─── MATERIAL SHOWN
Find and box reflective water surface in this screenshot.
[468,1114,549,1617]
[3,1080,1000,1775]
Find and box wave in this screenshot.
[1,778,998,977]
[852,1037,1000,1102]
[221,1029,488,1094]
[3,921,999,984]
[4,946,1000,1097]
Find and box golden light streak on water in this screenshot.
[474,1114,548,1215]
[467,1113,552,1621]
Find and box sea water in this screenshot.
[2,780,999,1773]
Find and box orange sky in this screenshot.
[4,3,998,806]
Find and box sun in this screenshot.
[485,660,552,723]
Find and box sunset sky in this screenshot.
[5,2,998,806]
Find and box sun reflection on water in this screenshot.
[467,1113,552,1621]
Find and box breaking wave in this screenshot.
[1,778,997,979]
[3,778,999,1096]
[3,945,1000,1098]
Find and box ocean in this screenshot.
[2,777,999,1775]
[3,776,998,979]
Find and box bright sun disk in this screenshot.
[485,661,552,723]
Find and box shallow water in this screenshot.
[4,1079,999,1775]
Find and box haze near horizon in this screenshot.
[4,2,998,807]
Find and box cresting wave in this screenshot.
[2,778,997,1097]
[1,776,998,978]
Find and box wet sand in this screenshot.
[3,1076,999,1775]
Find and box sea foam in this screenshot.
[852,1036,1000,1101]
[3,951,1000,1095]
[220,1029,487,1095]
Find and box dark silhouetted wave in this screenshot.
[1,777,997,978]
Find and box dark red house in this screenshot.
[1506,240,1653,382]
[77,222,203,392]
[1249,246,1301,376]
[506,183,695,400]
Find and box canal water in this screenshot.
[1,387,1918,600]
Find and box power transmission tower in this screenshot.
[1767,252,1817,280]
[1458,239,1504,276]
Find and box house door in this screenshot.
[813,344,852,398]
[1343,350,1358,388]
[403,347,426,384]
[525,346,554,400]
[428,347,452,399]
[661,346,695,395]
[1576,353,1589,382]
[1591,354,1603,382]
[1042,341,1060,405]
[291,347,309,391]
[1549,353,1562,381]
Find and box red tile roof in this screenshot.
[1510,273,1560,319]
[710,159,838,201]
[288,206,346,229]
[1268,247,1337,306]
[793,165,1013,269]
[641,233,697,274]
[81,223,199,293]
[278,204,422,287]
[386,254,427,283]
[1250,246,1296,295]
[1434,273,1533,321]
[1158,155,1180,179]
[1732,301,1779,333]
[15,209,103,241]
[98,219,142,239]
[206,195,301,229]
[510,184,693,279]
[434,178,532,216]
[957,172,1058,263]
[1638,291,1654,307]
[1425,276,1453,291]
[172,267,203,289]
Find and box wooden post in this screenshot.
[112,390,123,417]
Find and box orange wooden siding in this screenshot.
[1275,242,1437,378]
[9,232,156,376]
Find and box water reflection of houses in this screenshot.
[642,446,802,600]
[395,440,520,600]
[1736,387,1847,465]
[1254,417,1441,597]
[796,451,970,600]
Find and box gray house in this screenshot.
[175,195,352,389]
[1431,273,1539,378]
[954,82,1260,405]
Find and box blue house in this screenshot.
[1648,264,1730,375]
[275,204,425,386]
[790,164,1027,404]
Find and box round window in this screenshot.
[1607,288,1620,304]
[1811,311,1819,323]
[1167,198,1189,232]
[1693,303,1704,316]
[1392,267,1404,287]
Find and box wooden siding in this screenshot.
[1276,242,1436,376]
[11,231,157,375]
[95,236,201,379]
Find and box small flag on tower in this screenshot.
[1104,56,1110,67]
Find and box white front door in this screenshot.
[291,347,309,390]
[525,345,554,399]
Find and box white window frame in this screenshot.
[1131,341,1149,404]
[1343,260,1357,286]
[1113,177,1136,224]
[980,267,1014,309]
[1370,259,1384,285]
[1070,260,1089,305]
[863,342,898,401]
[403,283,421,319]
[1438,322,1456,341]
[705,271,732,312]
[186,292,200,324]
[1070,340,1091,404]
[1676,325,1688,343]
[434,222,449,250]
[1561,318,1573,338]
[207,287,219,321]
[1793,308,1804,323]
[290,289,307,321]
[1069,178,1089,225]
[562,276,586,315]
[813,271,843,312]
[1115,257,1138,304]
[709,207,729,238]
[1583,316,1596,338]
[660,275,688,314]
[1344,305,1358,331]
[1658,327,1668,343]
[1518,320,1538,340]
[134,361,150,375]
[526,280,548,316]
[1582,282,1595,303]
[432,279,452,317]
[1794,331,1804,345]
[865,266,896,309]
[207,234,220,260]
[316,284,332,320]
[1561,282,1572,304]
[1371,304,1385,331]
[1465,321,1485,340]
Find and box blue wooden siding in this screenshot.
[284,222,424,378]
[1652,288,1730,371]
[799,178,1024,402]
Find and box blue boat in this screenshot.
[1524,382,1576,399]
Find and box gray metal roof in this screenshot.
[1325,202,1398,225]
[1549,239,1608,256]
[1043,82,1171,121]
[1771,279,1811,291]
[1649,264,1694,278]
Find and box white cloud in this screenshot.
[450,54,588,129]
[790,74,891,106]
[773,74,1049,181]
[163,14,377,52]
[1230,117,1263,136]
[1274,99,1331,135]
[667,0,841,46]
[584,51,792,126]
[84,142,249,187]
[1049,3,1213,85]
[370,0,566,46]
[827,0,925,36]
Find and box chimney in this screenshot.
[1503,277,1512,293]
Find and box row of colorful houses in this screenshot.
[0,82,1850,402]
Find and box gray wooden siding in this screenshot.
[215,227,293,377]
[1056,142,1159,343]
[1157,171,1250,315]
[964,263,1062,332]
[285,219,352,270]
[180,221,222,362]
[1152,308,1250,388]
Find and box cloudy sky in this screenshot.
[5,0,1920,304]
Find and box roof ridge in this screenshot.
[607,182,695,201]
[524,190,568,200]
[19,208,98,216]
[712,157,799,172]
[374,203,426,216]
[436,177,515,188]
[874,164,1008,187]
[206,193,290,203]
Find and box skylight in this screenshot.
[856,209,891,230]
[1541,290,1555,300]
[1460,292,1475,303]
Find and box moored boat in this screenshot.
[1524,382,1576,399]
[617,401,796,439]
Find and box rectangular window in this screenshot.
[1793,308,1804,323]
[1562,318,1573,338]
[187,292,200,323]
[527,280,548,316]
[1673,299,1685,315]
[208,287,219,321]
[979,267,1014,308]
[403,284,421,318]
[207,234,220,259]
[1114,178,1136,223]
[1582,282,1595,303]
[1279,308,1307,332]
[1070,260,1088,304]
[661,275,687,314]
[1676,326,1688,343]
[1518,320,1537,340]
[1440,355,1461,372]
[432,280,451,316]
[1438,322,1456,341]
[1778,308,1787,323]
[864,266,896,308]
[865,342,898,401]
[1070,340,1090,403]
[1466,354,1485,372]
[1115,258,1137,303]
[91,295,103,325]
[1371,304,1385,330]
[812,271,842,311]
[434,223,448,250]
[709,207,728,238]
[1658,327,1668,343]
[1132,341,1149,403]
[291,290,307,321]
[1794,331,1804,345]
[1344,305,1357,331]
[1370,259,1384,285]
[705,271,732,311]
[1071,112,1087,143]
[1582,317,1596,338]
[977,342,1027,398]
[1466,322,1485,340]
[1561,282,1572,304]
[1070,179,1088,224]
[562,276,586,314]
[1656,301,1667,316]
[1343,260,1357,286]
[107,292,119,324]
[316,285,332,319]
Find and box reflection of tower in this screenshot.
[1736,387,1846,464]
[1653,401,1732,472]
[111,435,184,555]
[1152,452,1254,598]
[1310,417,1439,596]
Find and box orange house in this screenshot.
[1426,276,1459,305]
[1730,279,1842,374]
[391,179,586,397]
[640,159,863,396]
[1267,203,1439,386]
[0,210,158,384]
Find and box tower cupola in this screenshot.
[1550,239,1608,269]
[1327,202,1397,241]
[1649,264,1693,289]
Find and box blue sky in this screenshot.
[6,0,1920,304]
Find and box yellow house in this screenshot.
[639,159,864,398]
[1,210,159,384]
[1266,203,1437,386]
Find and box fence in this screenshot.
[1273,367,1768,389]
──────
What is needed is an exact copy of the lines from the one containing "Find and box orange house in this screenshot." through the last line of the records, and nothing else.

Find and box orange house in this screenshot.
[1426,276,1459,305]
[1730,279,1842,374]
[391,179,586,397]
[640,159,863,396]
[1267,203,1439,386]
[0,210,158,384]
Find and box tower cupola in this screenshot.
[1550,239,1608,269]
[1327,202,1397,241]
[1649,264,1693,289]
Find and box blue sky in this screenshot.
[6,0,1920,304]
Find and box yellow house in this screenshot.
[639,159,864,398]
[1,210,159,384]
[1266,203,1437,386]
Find and box fence in this screenshot.
[1273,367,1768,389]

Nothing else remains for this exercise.